Aim of the task =
If anything in the data looks odd, keep it anyway and write the whole listing out unchanged.

*** Block opens ***

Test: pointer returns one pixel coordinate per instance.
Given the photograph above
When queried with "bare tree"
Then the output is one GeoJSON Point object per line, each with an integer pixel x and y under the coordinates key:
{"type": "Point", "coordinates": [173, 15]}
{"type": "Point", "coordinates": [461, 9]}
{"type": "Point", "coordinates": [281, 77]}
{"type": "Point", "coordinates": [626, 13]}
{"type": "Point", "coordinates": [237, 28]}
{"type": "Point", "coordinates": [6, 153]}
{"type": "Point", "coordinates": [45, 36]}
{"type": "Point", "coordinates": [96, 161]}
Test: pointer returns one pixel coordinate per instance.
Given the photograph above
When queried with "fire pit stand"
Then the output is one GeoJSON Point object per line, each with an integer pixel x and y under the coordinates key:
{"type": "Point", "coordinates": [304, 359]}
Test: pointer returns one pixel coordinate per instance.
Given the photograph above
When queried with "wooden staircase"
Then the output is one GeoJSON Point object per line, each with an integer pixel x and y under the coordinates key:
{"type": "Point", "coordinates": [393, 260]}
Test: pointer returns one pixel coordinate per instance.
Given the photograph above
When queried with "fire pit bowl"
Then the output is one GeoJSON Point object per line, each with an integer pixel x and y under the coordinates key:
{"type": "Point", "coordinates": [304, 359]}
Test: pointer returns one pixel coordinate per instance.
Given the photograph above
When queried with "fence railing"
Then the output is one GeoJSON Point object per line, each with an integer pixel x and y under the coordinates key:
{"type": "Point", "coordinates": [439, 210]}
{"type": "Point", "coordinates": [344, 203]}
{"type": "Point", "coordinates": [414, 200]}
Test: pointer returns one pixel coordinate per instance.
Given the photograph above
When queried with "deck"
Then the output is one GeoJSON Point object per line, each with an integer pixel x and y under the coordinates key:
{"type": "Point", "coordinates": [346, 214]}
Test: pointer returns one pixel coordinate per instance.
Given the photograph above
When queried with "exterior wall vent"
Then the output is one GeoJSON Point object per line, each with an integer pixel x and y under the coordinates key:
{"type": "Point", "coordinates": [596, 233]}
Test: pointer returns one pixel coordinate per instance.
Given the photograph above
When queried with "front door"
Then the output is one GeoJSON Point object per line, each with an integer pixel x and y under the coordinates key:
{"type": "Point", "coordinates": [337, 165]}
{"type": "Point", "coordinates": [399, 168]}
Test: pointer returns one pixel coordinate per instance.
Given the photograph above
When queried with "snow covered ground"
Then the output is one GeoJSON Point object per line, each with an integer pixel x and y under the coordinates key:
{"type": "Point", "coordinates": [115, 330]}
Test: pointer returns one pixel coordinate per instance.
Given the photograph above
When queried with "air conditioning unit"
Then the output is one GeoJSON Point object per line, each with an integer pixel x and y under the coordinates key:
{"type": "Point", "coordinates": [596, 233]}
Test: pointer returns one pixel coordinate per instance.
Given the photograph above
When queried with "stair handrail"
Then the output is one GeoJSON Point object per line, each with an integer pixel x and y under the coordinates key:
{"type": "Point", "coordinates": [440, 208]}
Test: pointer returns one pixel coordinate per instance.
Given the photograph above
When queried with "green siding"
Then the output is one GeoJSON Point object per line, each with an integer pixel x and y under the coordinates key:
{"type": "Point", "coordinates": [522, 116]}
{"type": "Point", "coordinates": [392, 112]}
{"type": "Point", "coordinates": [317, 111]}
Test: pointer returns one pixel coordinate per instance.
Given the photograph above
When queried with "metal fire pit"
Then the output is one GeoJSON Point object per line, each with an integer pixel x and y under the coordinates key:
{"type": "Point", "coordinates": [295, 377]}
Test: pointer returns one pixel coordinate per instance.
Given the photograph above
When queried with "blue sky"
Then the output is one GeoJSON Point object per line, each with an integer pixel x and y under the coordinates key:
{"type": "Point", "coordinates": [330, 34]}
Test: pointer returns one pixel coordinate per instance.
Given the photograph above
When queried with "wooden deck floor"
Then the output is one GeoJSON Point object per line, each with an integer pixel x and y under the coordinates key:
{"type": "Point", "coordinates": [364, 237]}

*** Block closes ***

Output of the exercise =
Test: pointer returns one pixel coordinate per instance.
Given the photograph above
When queried with "bare tree"
Then the output is one GeoJSON Point object per line, each with an integer pixel x and y under the coordinates key:
{"type": "Point", "coordinates": [173, 15]}
{"type": "Point", "coordinates": [461, 9]}
{"type": "Point", "coordinates": [281, 77]}
{"type": "Point", "coordinates": [626, 13]}
{"type": "Point", "coordinates": [237, 28]}
{"type": "Point", "coordinates": [6, 153]}
{"type": "Point", "coordinates": [45, 36]}
{"type": "Point", "coordinates": [96, 161]}
Test: pointer returns one pixel coordinate per instance.
Given the photograph above
When queried with "fire pit stand"
Then the output is one GeoJSON Point object per line, each with an integer pixel x and y under the coordinates key:
{"type": "Point", "coordinates": [304, 359]}
Test: pointer returns one pixel coordinate per instance.
Given the photograph above
When queried with "wooden staircase"
Then the output is one GeoJSON Point object per line, each with an integer pixel x and y under the coordinates key:
{"type": "Point", "coordinates": [393, 260]}
Test: pointer returns one pixel coordinate per instance.
Given the photograph above
When queried with "fire pit bowl"
Then the output is one GeoJSON Point object per line, each with an integer pixel x and y under the coordinates key:
{"type": "Point", "coordinates": [304, 359]}
Test: pointer returns one pixel coordinate per instance.
Given the photograph above
When queried with "fence railing"
Then the output is one GeoJSON Point object per line, each with an integer pixel x and y under the coordinates key:
{"type": "Point", "coordinates": [439, 210]}
{"type": "Point", "coordinates": [344, 203]}
{"type": "Point", "coordinates": [414, 200]}
Test: pointer returns one pixel coordinate per instance.
Given the photograph above
When queried with "deck"
Then the output is one GeoJSON Point object per line, each with an integer pixel x and y under the coordinates key:
{"type": "Point", "coordinates": [346, 214]}
Test: pointer returns one pixel coordinate per instance.
Given the photograph above
When queried with "exterior wall vent"
Then the output is one GeoJSON Point object per line, each with an integer pixel x and y under the coordinates key:
{"type": "Point", "coordinates": [596, 233]}
Test: pointer returns one pixel coordinate per instance.
Given the photograph above
When queried with "front door"
Then the output is one GeoJSON Point object per line, each with an integer pixel x and y under the coordinates key:
{"type": "Point", "coordinates": [337, 165]}
{"type": "Point", "coordinates": [399, 168]}
Test: pointer returns one pixel coordinate per instance.
Given the photograph above
When queried with "snow covered ground"
Then the output is one GeoJSON Point object per line, each with an integer pixel x and y under the coordinates key:
{"type": "Point", "coordinates": [115, 330]}
Test: pointer returns one pixel coordinate per instance.
Given the photograph above
When queried with "air conditioning unit"
Then the output is one GeoJSON Point object per line, each with an integer pixel x and y under the coordinates key:
{"type": "Point", "coordinates": [596, 233]}
Test: pointer returns one pixel coordinate per instance.
Given the photograph above
When queried with "stair handrail"
Then the output is one GeoJSON Point object per line, each with an integer pixel x and y under the coordinates key:
{"type": "Point", "coordinates": [440, 208]}
Test: pointer returns one pixel coordinate per instance.
Given the photograph above
When queried with "green siding"
Then the output is one GeoJSON Point object per line, each with an integer pixel x and y under the coordinates key:
{"type": "Point", "coordinates": [522, 116]}
{"type": "Point", "coordinates": [392, 112]}
{"type": "Point", "coordinates": [317, 111]}
Test: pointer returns one pixel coordinate per instance.
Given the photograph above
When queried with "metal fire pit"
Then the output is one GeoJSON Point object per line, each with an integer pixel x and y under the coordinates key:
{"type": "Point", "coordinates": [295, 377]}
Test: pointer returns one pixel coordinate per instance.
Given the photograph above
When queried with "blue sky"
Then the output is one GeoJSON Point object per line, each with an integer pixel x and y under the coordinates key:
{"type": "Point", "coordinates": [330, 34]}
Test: pointer returns one pixel coordinate per instance.
Given the photograph above
When queried with "wooden deck floor"
Then the output is one GeoJSON Point object per line, each with an integer pixel x and y under the coordinates key:
{"type": "Point", "coordinates": [364, 237]}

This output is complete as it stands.